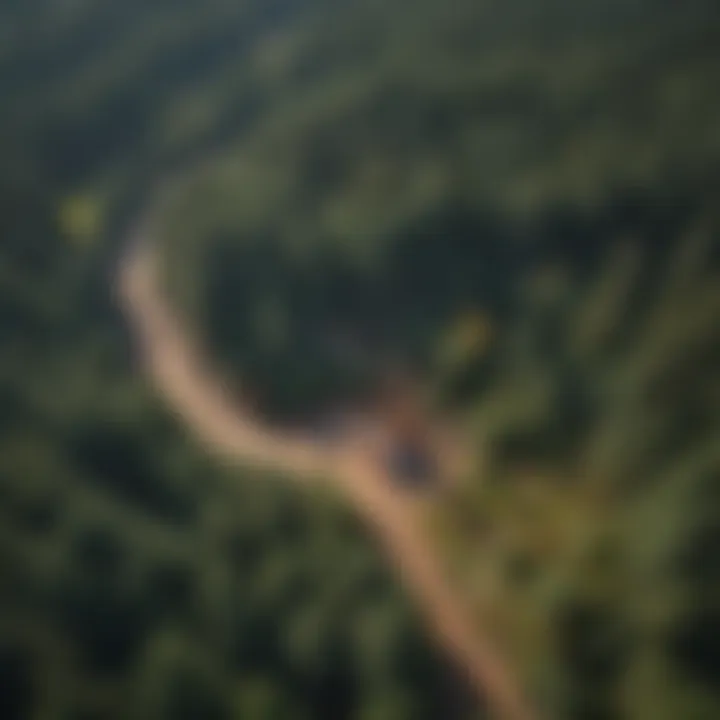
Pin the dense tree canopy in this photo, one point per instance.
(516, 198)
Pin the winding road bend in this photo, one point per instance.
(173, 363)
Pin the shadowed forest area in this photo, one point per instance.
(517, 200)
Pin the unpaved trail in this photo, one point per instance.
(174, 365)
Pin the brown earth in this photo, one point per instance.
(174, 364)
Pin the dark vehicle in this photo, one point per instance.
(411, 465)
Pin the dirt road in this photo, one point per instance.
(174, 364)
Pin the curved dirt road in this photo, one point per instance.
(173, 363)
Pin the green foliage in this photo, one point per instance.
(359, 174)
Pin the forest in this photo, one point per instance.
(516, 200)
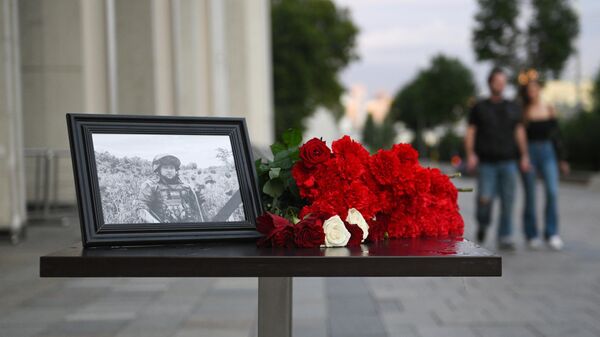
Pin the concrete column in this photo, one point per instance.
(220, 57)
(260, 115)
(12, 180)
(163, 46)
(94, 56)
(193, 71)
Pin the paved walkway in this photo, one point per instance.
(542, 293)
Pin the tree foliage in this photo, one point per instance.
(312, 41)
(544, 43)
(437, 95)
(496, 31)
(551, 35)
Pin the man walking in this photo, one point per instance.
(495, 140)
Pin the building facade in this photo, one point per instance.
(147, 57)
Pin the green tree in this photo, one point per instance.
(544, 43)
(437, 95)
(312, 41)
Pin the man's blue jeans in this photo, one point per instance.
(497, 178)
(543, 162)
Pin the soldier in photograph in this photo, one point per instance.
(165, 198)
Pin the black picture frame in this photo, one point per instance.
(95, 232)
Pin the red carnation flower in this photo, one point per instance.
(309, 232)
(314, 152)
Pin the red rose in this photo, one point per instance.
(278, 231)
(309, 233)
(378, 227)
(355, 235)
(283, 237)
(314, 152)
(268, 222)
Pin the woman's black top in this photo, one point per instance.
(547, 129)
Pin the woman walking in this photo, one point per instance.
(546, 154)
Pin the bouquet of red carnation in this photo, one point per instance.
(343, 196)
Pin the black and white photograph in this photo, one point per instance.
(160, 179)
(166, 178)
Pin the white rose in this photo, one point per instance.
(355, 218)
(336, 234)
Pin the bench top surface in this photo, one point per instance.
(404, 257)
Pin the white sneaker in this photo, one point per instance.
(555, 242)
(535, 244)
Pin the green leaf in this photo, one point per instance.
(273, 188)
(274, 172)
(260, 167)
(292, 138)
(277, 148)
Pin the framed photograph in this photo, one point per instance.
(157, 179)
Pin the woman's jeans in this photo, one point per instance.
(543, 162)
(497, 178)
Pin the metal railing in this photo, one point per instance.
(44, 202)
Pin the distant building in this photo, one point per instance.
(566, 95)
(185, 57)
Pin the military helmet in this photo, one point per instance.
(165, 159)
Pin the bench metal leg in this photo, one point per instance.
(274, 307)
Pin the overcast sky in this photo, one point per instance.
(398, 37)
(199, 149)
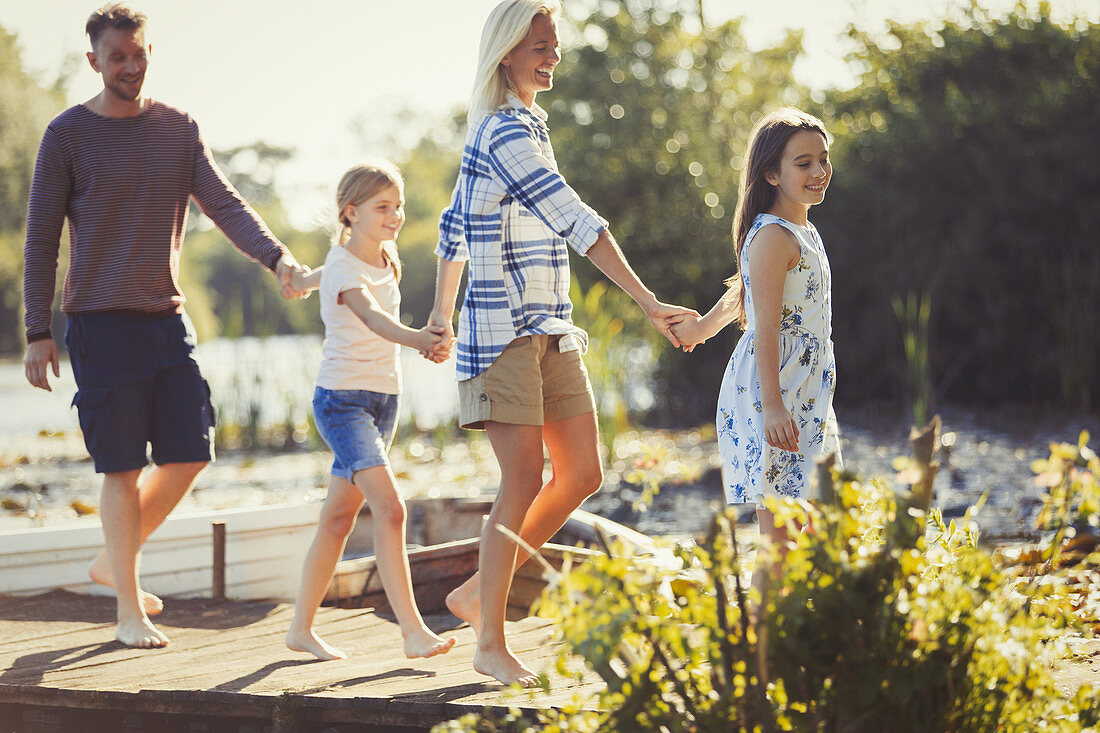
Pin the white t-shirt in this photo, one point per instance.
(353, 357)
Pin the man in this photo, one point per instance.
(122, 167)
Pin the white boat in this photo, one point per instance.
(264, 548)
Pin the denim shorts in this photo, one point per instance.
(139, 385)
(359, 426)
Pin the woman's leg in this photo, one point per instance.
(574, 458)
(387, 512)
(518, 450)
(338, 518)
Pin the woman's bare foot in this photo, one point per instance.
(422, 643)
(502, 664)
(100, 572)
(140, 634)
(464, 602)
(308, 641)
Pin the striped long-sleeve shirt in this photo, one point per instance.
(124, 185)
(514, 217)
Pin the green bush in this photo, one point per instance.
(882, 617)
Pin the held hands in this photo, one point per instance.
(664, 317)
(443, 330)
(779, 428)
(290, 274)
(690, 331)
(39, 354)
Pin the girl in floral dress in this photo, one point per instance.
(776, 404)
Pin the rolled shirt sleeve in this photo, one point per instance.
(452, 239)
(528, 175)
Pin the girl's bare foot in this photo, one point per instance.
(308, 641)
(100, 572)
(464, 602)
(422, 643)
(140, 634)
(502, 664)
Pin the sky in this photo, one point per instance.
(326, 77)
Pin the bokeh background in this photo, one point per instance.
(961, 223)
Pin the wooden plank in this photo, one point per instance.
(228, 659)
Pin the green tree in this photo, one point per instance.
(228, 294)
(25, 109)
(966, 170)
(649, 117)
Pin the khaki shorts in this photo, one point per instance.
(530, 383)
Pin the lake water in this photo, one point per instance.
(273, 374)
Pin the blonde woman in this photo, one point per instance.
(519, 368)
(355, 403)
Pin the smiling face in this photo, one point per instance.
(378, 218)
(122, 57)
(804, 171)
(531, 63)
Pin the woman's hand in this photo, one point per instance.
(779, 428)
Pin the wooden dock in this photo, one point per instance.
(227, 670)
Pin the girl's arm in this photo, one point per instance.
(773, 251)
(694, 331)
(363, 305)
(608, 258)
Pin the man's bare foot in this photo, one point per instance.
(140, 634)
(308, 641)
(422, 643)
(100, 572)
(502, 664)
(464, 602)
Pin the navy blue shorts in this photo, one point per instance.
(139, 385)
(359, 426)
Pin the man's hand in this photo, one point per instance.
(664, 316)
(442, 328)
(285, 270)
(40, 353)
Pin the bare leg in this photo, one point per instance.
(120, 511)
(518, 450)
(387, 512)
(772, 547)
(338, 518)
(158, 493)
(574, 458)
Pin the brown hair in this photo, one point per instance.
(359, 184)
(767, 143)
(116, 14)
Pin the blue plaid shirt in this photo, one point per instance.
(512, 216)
......
» What you have to do: Reproduce the material above in full, images excluded.

» Answer for the task:
Pin the dense tree canopy in this photo, one point per instance.
(516, 198)
Pin the winding road bend in this photo, one point per instance.
(173, 363)
Pin the shadowed forest area in this photo, one point per instance.
(517, 200)
Pin the unpaved trail in this photo, one point per instance.
(174, 365)
Pin the brown earth in this photo, one point per instance.
(174, 364)
Pin the dark vehicle in this photo, one point per instance.
(411, 465)
Pin the dirt road in this photo, one point per instance.
(174, 364)
Pin the curved dirt road in this photo, one point per instance.
(173, 363)
Pin the green foliage in this photo, one point per instance.
(359, 174)
Pin the forest in this photo, one point per instance.
(516, 200)
Pin the concrete column in this photo, one point per instance.
(220, 57)
(260, 115)
(12, 180)
(163, 46)
(94, 56)
(193, 71)
Pin the paved walkway in this photo, one point per instance.
(542, 293)
Pin the tree foliage in this photo, one point per instance.
(312, 41)
(544, 43)
(437, 95)
(496, 31)
(551, 35)
Pin the man walking in this photo, one point per instance.
(495, 140)
Pin the building facade in this photo, one point per instance.
(147, 57)
Pin the green tree in this photo, one point per instance.
(544, 43)
(437, 95)
(312, 41)
Pin the man's blue jeans in this photo, one point per instance.
(497, 178)
(543, 162)
Pin the soldier in photograph in this photo, one point per instance.
(165, 198)
Pin the black picture frame in this photo, one point per instance.
(95, 232)
Pin the red carnation flower in this photo, one point per instance.
(309, 232)
(314, 152)
Pin the red rose in this photo, one point per instance.
(278, 231)
(309, 233)
(378, 227)
(355, 235)
(283, 237)
(314, 152)
(268, 222)
Pin the woman's black top in this photo, one point per instance.
(547, 129)
Pin the woman walking in this photo, one point per instance.
(546, 154)
Pin the bouquet of red carnation in this photo, one point per instance.
(343, 196)
Pin the black and white photograph in this photo, one point per instance.
(160, 179)
(166, 178)
Pin the white rose in this photo, one point per instance.
(355, 218)
(336, 234)
Pin the bench top surface in this photo, one point per instance.
(404, 257)
Pin the white sneaker in this photo, one point per instance.
(555, 242)
(535, 244)
Pin the green leaf in this photo, one point per instance.
(273, 188)
(274, 172)
(260, 167)
(292, 138)
(277, 148)
Pin the framed photograph in this photo, one point per instance.
(157, 179)
Pin the woman's jeans in this photo, one point per instance.
(543, 162)
(497, 178)
Pin the metal railing in this photo, one point per instance.
(44, 202)
Pin the distant building in this photo, one point per instance.
(566, 95)
(185, 57)
Pin the military helmet in this photo, one point per instance.
(165, 159)
Pin the bench metal leg in this photo, one point per instance.
(274, 307)
Pin the overcast sky in this photo, one point per instance.
(398, 37)
(199, 149)
Pin the white t-shirt in this photo, one point per instance.
(353, 357)
Pin the man in this photo, one point per instance.
(122, 167)
Pin the white boat in this photo, one point per instance.
(264, 548)
Pin the denim shorts in this photo, one point per instance.
(139, 385)
(359, 426)
Pin the woman's leg in this photo, one point per instance.
(574, 458)
(387, 512)
(518, 450)
(338, 518)
Pin the woman's bare foot in this photo, one point per instance.
(422, 643)
(502, 664)
(100, 572)
(140, 634)
(464, 602)
(308, 641)
Pin the striped long-sleeve shirt in this photo, one point per instance.
(124, 185)
(514, 217)
Pin the green bush in this photo, one point per instance.
(882, 617)
Pin the held hands in this photo, one point per instance.
(664, 317)
(443, 330)
(779, 428)
(290, 274)
(690, 331)
(39, 354)
Pin the girl in floral dress in this photo, one point per instance.
(776, 404)
Pin the rolled shirt sleeve in this photo, one point per instance.
(452, 239)
(528, 175)
Pin the girl's bare foot in this photo, one point per instance.
(308, 641)
(100, 572)
(464, 602)
(422, 643)
(140, 634)
(502, 664)
Pin the sky in this photo, one point per instance.
(326, 77)
Pin the bokeh background in this photo, one point per instance.
(961, 223)
Pin the wooden plank in this photo, one point per instance.
(228, 659)
Pin the green tree in this photo, one point per instance.
(228, 294)
(25, 109)
(966, 170)
(649, 117)
Pin the khaki shorts in this photo, one point per instance.
(530, 383)
Pin the lake water in this photo, one point per instance.
(273, 374)
Pin the blonde woman in this photo, one point per instance.
(519, 368)
(355, 403)
Pin the smiling face in this photo, one point per instance.
(378, 218)
(122, 57)
(804, 171)
(531, 63)
Pin the woman's hand in this photo, one point per instance.
(779, 428)
Pin the wooden dock in this photo, one point per instance.
(227, 670)
Pin the girl's arm in this photo, one point per instance.
(773, 251)
(694, 331)
(363, 305)
(608, 258)
Pin the man's bare foot in this photo, one point per instance.
(140, 634)
(308, 641)
(422, 643)
(100, 572)
(502, 664)
(464, 602)
Pin the navy blue shorts in this photo, one point per instance.
(139, 385)
(359, 426)
Pin the man's hand in this photo, one point per instance.
(664, 316)
(442, 328)
(285, 270)
(40, 353)
Pin the bare leg in this photo, one point per instance.
(120, 511)
(518, 450)
(387, 512)
(772, 547)
(338, 518)
(158, 493)
(574, 458)
Pin the brown hair in this photo, one point per instance.
(359, 184)
(767, 143)
(116, 14)
Pin the blue plaid shirt in this photo, one point per instance.
(512, 216)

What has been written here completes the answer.